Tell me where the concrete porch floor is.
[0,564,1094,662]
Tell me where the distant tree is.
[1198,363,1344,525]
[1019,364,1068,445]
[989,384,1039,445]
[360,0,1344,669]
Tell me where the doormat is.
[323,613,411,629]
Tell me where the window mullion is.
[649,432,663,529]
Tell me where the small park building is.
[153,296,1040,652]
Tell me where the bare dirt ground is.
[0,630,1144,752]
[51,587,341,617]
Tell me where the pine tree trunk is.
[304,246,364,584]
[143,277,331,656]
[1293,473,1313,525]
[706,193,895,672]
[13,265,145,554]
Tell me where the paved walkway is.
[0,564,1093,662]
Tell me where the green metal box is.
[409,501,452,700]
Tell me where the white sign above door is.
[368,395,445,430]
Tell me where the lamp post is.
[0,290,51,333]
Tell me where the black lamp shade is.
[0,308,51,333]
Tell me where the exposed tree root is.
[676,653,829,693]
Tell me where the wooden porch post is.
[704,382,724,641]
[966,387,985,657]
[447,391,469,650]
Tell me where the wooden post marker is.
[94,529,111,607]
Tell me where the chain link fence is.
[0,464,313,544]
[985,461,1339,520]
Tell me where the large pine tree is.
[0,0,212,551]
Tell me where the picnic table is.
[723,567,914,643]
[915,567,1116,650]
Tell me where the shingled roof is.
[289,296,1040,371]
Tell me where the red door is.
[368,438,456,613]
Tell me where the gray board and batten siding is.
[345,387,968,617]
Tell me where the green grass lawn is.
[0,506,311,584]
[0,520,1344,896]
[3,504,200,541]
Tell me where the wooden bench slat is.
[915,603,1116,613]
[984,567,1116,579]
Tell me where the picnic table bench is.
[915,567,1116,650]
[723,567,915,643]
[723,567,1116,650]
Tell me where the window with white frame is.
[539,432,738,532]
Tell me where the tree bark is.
...
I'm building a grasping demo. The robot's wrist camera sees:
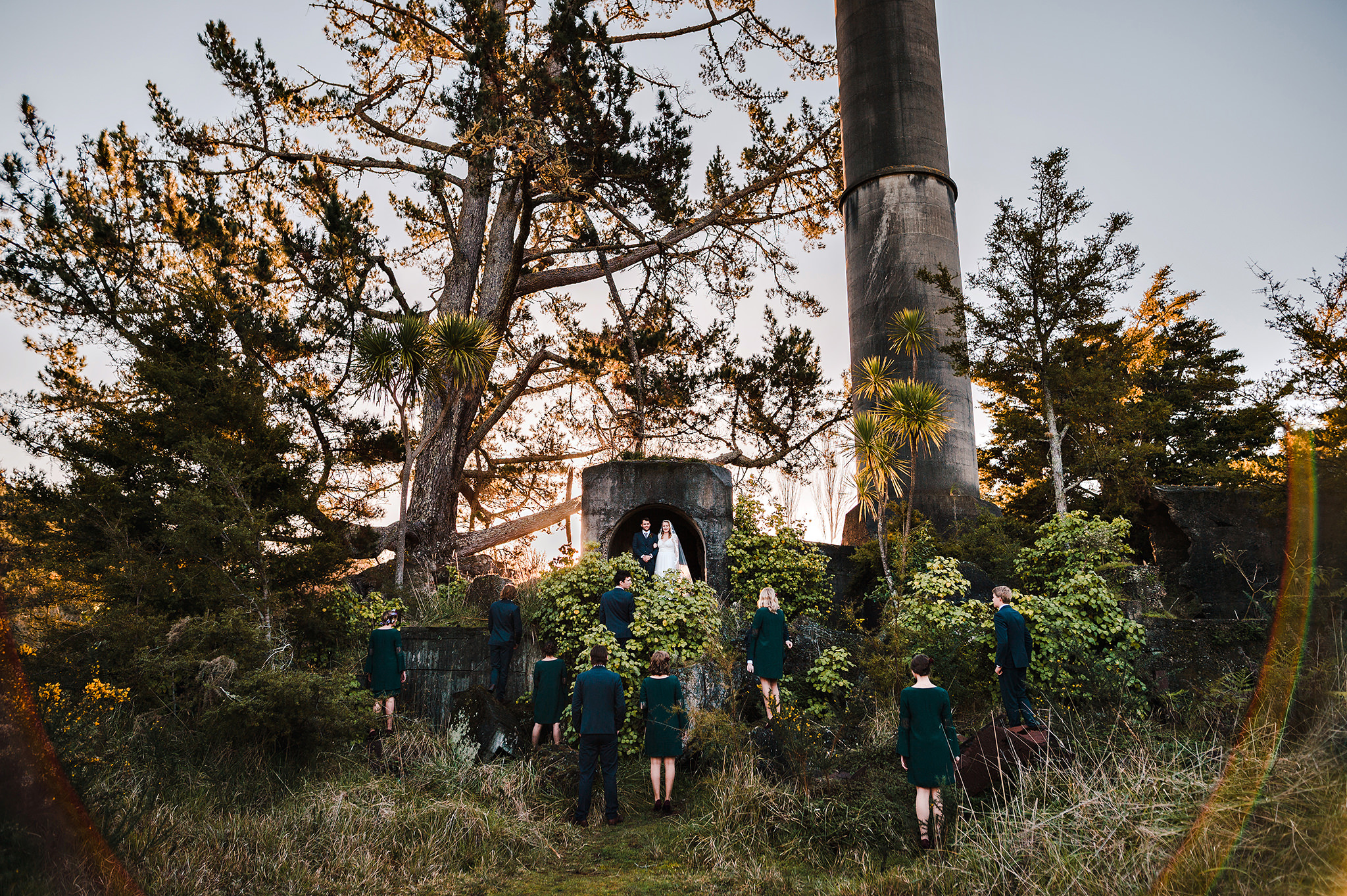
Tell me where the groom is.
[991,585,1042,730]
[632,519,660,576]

[OBJECTIVE] Output the lines from the line with "Tell me where the distant tree is." to the line with "[649,432,663,529]", inclusive, as a JSON list of strings, one per line, omitting blank lines.

[REPLY]
[
  "Tell me where the distant tree is.",
  "[1198,363,1344,525]",
  "[1019,364,1068,445]",
  "[989,384,1039,445]",
  "[360,0,1344,669]",
  "Tell me where the doormat is.",
  "[323,613,411,629]",
  "Tell me where the window mullion is.",
  "[649,432,663,529]"
]